◆ Exercise brief ◆
Transcribe the whole listing below. Pictures do not go in the copy.

________________________________________

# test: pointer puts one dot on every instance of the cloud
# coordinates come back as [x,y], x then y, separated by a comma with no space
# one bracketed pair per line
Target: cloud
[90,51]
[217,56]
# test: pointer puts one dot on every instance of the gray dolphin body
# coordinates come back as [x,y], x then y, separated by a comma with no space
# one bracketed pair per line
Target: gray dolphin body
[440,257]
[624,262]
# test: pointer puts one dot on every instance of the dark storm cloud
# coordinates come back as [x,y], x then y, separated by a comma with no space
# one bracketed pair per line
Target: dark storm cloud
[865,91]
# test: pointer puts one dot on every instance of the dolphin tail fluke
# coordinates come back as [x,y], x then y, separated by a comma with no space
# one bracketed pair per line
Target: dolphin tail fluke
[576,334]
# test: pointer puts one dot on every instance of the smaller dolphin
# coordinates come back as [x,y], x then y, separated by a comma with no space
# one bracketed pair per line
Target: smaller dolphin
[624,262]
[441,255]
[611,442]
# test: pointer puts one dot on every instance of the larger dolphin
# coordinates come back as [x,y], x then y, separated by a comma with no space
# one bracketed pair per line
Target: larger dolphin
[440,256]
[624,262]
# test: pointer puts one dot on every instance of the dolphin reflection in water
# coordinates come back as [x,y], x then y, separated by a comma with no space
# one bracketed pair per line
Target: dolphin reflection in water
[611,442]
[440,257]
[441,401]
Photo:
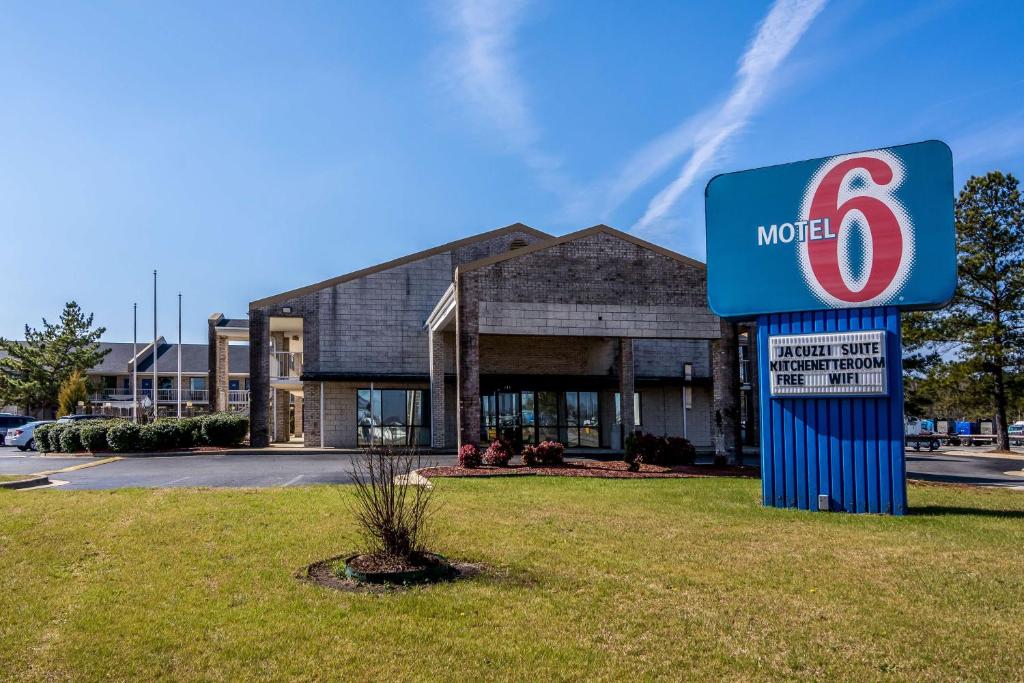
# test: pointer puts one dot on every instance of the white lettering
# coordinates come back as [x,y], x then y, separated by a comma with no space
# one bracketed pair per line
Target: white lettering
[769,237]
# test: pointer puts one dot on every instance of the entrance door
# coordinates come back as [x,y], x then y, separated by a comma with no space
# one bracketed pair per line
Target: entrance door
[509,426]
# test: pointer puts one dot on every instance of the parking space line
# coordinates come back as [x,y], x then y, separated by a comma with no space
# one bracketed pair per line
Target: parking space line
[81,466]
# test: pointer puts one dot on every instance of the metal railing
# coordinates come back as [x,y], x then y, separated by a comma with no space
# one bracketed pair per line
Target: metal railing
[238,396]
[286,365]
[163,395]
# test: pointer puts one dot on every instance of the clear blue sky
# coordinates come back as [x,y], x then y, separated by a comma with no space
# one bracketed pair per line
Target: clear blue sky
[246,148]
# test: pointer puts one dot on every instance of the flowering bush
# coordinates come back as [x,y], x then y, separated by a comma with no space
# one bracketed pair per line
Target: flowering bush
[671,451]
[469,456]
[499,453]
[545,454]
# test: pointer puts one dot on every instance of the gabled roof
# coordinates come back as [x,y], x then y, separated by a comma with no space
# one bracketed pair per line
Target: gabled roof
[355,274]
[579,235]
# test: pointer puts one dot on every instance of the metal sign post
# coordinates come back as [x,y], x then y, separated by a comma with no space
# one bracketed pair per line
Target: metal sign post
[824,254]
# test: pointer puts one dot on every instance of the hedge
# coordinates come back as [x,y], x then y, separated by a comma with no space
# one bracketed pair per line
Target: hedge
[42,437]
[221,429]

________________________________________

◆ Response box ◆
# test: pointer puts one dot on every instance of the cloud
# coordinates come back as [x,y], x then y, separated by a comma with no space
# one bracketed pair per line
Target: cloud
[90,51]
[217,56]
# test: pointer puts one dot on every instance of the gray dolphin body
# coordinates come back as [x,y], x then y, separated by a comma with no space
# one bracketed pair per line
Target: gray dolphin body
[440,257]
[624,262]
# test: pointer puts one dot on every instance of the dark storm cloud
# coordinates come back as [x,y], x then y, separated by a comma with no space
# one bracketed pair per line
Target: dark storm cloud
[865,91]
# test: pointer puts one dot on every instance of the dolphin tail fluke
# coordinates come back as [x,y], x then y, separated by a comma with no space
# one bracketed pair per line
Target: dolphin tail fluke
[576,334]
# test: pointer puts one dot on every instance of the smaller dolphin
# coordinates come back as [x,y], x then y, separated by a comma with no space
# one bracketed pair per line
Target: smaller dolphin
[624,262]
[441,255]
[611,442]
# test: pointer puts one dot on every instance of the larger dolphin
# coordinates come back as [x,y], x then y, separated by a comma with no space
# one bracketed pair per line
Target: larger dolphin
[440,256]
[624,262]
# test: pointer puts one dot on every instance of the dolphin reflection in water
# coordinates come back as [x,y], x then y, separated by a comma with no space
# one bracketed pair per line
Target: dolphin reflection in water
[611,442]
[440,257]
[441,401]
Photo:
# test: pointer puts one dot on every instance of the white lettering
# coordinates come back as [x,y], x then y, separated by a comma with no space
# one bracketed pair per line
Target: white lettering
[769,237]
# test: pointer puts one dot on every instance of the entrance door
# coordinates come back as [x,y], x then y, separated by a comma with no space
# one bracketed pair per line
Target: entrance door
[509,426]
# test: pointer puts one dot on every instance of the parking space line
# coordinates come back as [x,y], x then y, separated by a comma with no space
# one bracketed pair per line
Target: parking space line
[81,466]
# test: pointer puts one dot on every instance of the metal railing
# coordinates come back as [x,y], x then y, separated by a comma with no space
# one bracketed pair per line
Target: metal railing
[238,396]
[286,365]
[163,395]
# test: pointer puts one dot on every instance of the clear blue sky
# coordinates come back as [x,y], x then y, separated by a comma with no space
# one bracketed pair per line
Target: clear blue sky
[246,148]
# test: pointer puts one dot on every instance of the flowering bush
# coordinates come back as [x,y], x then y, separated by a comma with no space
# one bracketed pair per line
Target: flowering bush
[671,451]
[469,456]
[499,453]
[545,454]
# test: pointer puts one dot on every instance of the gabled roof
# coordinates come back as [x,y], x then y, separated by a comma with no space
# one bracketed pair per line
Target: gabled roof
[355,274]
[579,235]
# test: pointer puts one dot on every instance of the metal sign post
# coordinates come back as [x,y], x then y, separated by a comma with no space
# one bracketed pair per line
Target: metal sign post
[824,254]
# test: pointer puts one dot on every instance of the hedge
# coordinates come back as [x,y], x then y, separated by a comma with no space
# one bracketed pair per line
Target: hedge
[42,437]
[221,429]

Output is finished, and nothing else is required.